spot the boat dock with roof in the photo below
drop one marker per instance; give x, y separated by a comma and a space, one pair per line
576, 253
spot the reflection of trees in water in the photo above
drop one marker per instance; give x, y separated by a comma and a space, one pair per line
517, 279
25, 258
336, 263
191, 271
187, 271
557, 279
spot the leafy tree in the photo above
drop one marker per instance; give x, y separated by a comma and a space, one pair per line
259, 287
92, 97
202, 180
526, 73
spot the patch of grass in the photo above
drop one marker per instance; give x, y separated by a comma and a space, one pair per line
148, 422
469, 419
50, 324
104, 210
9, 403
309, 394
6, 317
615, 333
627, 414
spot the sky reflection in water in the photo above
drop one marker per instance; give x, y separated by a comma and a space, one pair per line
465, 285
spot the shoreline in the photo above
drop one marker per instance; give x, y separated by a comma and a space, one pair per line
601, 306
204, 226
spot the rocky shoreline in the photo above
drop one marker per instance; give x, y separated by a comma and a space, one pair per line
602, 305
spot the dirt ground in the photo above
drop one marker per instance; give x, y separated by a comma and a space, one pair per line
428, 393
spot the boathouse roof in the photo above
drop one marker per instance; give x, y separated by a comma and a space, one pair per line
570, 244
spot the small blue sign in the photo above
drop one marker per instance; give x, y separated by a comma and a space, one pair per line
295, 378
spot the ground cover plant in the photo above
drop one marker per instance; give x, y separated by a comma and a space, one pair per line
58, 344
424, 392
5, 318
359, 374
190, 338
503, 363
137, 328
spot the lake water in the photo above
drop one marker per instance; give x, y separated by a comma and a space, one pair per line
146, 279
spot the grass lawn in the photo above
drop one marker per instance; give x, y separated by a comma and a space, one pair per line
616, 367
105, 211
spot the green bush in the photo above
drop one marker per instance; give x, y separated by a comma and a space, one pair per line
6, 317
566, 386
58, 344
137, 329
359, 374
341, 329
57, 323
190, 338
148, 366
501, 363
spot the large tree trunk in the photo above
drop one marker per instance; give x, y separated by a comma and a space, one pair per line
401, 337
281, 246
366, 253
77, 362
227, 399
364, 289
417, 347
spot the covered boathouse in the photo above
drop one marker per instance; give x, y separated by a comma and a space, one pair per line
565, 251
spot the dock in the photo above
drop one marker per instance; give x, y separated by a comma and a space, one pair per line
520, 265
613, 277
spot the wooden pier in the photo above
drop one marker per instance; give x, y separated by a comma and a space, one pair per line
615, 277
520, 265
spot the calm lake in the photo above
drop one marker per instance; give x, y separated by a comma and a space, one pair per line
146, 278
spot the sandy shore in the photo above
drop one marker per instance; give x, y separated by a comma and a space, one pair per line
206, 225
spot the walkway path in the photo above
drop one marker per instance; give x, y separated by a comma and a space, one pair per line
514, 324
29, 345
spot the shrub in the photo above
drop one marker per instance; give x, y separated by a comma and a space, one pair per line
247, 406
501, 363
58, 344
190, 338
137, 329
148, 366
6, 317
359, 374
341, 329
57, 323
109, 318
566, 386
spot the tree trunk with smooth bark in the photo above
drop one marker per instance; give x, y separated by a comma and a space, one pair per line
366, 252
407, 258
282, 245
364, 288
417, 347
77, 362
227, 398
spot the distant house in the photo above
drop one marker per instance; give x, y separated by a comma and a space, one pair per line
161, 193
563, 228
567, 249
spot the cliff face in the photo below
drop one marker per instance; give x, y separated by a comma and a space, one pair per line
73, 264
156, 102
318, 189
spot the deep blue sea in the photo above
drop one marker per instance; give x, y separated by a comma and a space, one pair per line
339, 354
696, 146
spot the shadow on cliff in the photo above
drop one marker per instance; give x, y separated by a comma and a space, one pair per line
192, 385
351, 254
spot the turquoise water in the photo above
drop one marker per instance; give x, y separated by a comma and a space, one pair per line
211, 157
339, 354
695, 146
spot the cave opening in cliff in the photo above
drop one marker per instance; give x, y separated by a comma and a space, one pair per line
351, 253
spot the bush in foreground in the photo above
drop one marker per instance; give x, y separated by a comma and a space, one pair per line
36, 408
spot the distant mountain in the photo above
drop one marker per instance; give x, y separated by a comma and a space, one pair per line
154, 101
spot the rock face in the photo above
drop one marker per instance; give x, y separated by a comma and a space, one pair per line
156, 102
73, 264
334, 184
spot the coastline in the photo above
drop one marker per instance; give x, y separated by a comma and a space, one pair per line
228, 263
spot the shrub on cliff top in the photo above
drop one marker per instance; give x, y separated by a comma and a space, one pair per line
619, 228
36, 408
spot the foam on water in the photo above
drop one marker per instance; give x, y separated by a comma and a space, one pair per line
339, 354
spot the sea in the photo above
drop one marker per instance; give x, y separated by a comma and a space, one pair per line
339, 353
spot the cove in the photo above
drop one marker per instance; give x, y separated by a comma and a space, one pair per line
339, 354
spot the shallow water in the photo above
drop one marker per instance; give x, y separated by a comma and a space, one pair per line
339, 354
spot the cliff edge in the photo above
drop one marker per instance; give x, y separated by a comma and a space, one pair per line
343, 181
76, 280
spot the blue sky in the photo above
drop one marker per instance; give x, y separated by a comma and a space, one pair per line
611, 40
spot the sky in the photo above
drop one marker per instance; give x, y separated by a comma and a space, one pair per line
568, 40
★ ★ ★ ★ ★
■ TASK DESCRIPTION
Copy the material above, line for line.

■ ANSWER SECTION
spot the boat dock with roof in the photo below
drop one marker per instance; give x, y separated by a comma and a space, one pair per line
576, 253
spot the reflection of trees in water in the photo above
drop one marker per instance; give x, y separated by a comma and a space, one pair per line
517, 279
25, 258
336, 263
191, 271
187, 271
557, 279
spot the leafy tree in the photo above
drop one marker per instance; give x, y separated by a comma and a space, one pair per line
259, 287
92, 97
202, 180
526, 73
spot the patch of grass in the photo above
drop one marker per instance; give x, y separated by a comma and a space, one pair per line
148, 422
469, 419
50, 324
104, 210
9, 403
309, 394
6, 317
615, 333
627, 414
spot the sky reflection in water in the photo above
drop one marker per instance; give x, y separated by a comma and a space, one pair per line
465, 285
spot the shoreline in the photo above
drop one marker per instance; give x, y separated by a comma and a space, one pair per line
601, 306
204, 226
spot the rocky shoreline in the photo above
drop one marker per instance; give x, y separated by a comma and a space, one pair per line
602, 305
spot the dirt ground in the photo above
drop one marker per instance; give x, y separated by a comma and a space, one pair per line
428, 393
spot the boathouse roof in the photo above
drop one marker per instance; give x, y separated by a comma and a space, one pair per line
570, 244
spot the small blue sign in the photo above
drop one marker per instance; give x, y separated by a comma and a space, one pair per line
295, 378
spot the ground cover plant in the photo above
drop one marker per instance; give x, y separated by a comma and a space, one pair per line
58, 344
424, 392
5, 318
359, 374
190, 338
503, 363
137, 328
spot the lake water in the photo above
drop one marker per instance; give x, y separated by a comma and a space, one pair per line
146, 279
spot the grass lawn in the photo above
drop one marker per instance; give x, y separated by a comma and a space, one pair per line
616, 367
105, 211
spot the green bush in the photo above
drop one marker per instance; give x, y separated by a comma and a space, one pair per line
6, 317
566, 386
58, 344
137, 329
359, 374
341, 329
57, 323
190, 338
148, 366
501, 363
spot the large tree trunk in the photo above
drop one marker per instance; give x, y separated by a comma and a space, one pair per line
401, 337
281, 246
366, 253
77, 362
227, 399
364, 289
417, 347
spot the covered boathouse in the photo above
drop one marker per instance; give x, y separated by a comma and a space, one pair per line
565, 251
spot the dock in the photo above
drop one marker per instance; give x, y separated by a comma and a space, one pair per line
520, 265
613, 277
spot the wooden pier in the photo above
drop one marker per instance; give x, y separated by a comma and a space, one pair per line
615, 277
520, 265
spot the calm lake in the photo above
drop one marker per instance; give x, y separated by a comma and a space, one pair per line
146, 278
spot the sandy shore in the photo above
drop one marker per instance; give x, y separated by a comma and a space, one pair per line
206, 225
spot the walkway path in the photo above
drop one marker per instance; give x, y separated by a comma and a space, one pair per line
514, 324
29, 345
spot the shrub in the photo above
drop one marker per instance; give x, y separated by a comma and a space, one pair per line
247, 406
501, 363
58, 344
190, 338
137, 329
148, 366
6, 317
359, 374
341, 329
57, 323
109, 318
566, 386
spot the tree trunk with smooth bark in the photo above
drop one marker per instance; give x, y separated by a comma and a space, one pair per line
366, 252
407, 258
282, 245
364, 288
417, 347
77, 362
227, 398
spot the distant house in the photo above
drop one marker per instance; give x, y separated by a comma and a space, one pair per line
161, 193
563, 228
567, 249
spot the cliff face in the photo below
drop one marker per instance; give x, y separated by a comma and a space, one pair per line
73, 264
156, 102
318, 189
spot the deep blue sea in the photo above
drop one marker per instance; give x, y separated by a comma and a space, one pair per line
339, 354
696, 146
spot the shadow on cliff in the photo above
drop one marker per instance; give x, y separated by a comma and a space, one pair per line
192, 385
351, 254
spot the turquoise water in the photo above
drop one marker per instance; give x, y separated by a comma and a space, one pair per line
211, 157
339, 354
695, 146
spot the cave opening in cliff in the photo above
drop one marker per instance; give x, y separated by a comma and a space, one pair per line
351, 253
spot the bush in foreground in the photo above
drop one marker per instance; give x, y separated by a comma and a space, one pair per line
36, 408
spot the distant mountain in the photo above
drop one marker per instance; give x, y separated by a comma and a space, one pair per line
154, 101
spot the rock face in the photo above
drop one marker per instance; give x, y separated by a comma and a space, one pair per line
156, 102
73, 264
334, 184
spot the coastline in the photo above
drop one marker per instance; give x, y separated by a comma and a space, one pair per line
228, 263
spot the shrub on cliff top in the photo above
drop one marker per instance; give x, y separated by a comma and a space, one pair per line
619, 228
36, 408
spot the foam on water in the photo above
drop one marker per instance; give x, y separated by a comma and a space, one pair per line
339, 354
spot the sea in the photo above
drop one marker per instance; give x, y separated by a comma and a space, one pair per line
339, 353
spot the cove in the photo above
drop one marker per instance; give x, y separated by a comma and a space, one pair per line
339, 354
spot the shallow water in the photo above
drop one marker per instance; give x, y separated by a comma and a space, one pair per line
339, 354
spot the cliff edge in the photo above
drop one marker per instance; give x, y separated by a comma and a space, one pair per line
343, 181
76, 280
spot the blue sky in the photo above
drop one marker per instance; give x, y separated by a comma and a space, one pair per line
611, 40
spot the sky in the photo above
drop one marker per instance; give x, y separated by a comma and a space, one pair per line
568, 40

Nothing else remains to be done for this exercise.